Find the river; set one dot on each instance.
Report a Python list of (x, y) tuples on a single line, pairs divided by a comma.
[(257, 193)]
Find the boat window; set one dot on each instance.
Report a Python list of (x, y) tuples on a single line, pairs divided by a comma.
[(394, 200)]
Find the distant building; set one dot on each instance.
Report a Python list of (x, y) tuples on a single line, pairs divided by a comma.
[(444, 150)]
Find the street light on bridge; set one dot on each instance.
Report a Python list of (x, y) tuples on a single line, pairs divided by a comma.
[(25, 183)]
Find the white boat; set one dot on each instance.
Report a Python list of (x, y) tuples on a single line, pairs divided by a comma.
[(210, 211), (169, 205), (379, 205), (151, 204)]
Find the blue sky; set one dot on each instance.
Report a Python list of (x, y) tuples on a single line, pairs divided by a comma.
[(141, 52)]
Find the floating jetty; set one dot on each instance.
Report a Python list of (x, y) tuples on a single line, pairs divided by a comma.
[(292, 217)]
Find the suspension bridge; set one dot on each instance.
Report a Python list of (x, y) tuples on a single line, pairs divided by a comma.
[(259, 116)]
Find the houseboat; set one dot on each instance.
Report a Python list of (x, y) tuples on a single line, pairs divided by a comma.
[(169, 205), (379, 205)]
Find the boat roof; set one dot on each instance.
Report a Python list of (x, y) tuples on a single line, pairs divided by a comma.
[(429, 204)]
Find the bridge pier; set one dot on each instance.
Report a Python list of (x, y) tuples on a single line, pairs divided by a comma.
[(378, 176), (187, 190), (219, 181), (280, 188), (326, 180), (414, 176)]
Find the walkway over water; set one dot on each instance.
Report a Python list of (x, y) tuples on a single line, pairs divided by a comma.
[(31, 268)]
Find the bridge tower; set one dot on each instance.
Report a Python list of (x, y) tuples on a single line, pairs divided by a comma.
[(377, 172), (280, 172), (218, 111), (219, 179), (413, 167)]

What is needed »
Could you rescale the stretch of material from the line containing "Find the walkway" through the end of the material by giving those lines again, requests included, with every point coordinate in the answers multiplied by 2.5 and rounded to whole numbers, halves rounding up? Give only those lines.

Full answer »
Find the walkway over water; set one dot on each instance.
Report a Python list of (x, y) tuples on a single line, pairs divided by a comma.
[(78, 670)]
Find the bridge tower; set one dot on each instance.
Report a Python list of (x, y) tuples on a single line, pairs divided by a comma.
[(943, 430), (700, 430), (545, 278), (548, 448), (1033, 418)]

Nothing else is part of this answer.